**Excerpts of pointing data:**
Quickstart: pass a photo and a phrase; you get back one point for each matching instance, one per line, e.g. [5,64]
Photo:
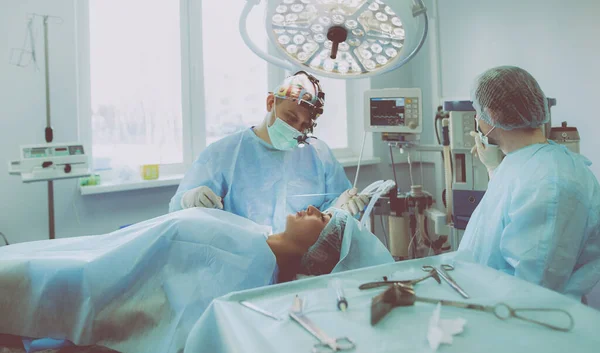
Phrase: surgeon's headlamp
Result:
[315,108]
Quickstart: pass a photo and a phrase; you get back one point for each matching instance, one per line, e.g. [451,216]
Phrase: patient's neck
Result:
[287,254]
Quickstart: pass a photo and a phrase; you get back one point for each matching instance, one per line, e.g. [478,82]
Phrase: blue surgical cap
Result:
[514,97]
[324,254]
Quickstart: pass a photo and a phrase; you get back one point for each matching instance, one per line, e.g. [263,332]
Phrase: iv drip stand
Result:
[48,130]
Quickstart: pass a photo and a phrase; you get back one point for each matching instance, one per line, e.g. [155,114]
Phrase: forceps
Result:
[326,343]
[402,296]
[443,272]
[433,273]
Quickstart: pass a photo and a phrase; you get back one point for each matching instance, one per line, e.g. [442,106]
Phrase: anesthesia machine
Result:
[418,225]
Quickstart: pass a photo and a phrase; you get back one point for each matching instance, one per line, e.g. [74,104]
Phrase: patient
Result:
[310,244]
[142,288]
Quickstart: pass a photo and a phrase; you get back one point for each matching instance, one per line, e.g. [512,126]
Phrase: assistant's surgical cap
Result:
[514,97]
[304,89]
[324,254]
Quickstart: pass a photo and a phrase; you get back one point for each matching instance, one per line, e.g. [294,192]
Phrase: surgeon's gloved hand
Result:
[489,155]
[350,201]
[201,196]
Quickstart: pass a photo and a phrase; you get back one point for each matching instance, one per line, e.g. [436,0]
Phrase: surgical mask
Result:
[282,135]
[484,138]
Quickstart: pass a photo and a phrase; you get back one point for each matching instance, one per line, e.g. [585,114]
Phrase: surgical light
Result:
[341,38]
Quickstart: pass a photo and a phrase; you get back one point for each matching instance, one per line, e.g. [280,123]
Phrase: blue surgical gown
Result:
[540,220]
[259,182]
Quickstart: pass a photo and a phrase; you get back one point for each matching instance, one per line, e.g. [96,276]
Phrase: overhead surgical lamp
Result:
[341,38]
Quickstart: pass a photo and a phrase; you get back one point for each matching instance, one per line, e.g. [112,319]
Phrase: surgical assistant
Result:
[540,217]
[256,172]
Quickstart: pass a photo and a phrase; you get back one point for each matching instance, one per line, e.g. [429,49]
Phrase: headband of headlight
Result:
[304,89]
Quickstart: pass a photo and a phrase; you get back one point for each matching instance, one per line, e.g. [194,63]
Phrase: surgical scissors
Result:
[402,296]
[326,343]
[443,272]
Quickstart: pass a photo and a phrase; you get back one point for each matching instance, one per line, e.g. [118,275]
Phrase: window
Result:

--

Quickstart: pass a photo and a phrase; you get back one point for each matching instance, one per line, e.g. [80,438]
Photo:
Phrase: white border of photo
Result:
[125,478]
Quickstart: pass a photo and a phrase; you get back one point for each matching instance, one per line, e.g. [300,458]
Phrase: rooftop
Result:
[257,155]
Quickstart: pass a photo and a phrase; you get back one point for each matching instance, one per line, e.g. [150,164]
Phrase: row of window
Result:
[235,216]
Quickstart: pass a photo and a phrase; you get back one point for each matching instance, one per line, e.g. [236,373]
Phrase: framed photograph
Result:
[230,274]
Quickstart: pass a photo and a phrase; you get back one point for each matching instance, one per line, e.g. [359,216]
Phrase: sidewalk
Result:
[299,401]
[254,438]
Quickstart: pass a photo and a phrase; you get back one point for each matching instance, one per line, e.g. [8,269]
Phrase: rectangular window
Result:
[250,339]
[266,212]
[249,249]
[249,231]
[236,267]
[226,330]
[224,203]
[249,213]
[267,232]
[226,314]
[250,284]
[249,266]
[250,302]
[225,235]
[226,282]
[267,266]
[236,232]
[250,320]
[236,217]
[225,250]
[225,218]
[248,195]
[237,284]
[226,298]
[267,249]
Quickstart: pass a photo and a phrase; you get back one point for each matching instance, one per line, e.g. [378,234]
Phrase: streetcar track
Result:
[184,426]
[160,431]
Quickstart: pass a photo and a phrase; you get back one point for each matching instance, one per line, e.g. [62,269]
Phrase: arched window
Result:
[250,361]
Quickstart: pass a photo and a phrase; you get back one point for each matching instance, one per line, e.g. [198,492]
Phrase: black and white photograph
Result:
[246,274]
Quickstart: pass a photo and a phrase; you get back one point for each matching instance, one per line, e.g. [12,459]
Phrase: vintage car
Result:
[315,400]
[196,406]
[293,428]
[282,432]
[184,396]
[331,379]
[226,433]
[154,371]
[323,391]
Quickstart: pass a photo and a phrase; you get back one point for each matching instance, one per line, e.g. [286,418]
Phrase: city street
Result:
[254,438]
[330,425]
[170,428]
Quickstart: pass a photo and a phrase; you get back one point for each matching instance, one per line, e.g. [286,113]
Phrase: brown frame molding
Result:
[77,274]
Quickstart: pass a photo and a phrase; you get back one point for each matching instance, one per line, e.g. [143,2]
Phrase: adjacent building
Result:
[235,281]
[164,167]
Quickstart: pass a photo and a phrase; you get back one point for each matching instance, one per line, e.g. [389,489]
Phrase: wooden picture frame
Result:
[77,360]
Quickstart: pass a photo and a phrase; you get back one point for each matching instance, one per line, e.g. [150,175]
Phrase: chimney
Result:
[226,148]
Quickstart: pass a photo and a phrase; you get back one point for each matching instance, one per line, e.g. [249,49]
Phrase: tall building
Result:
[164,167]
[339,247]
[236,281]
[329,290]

**Task to complete:**
Count the lines of the records above that contain the string "surgeon", matching case exactly. Give only the number.

**Result of the task:**
2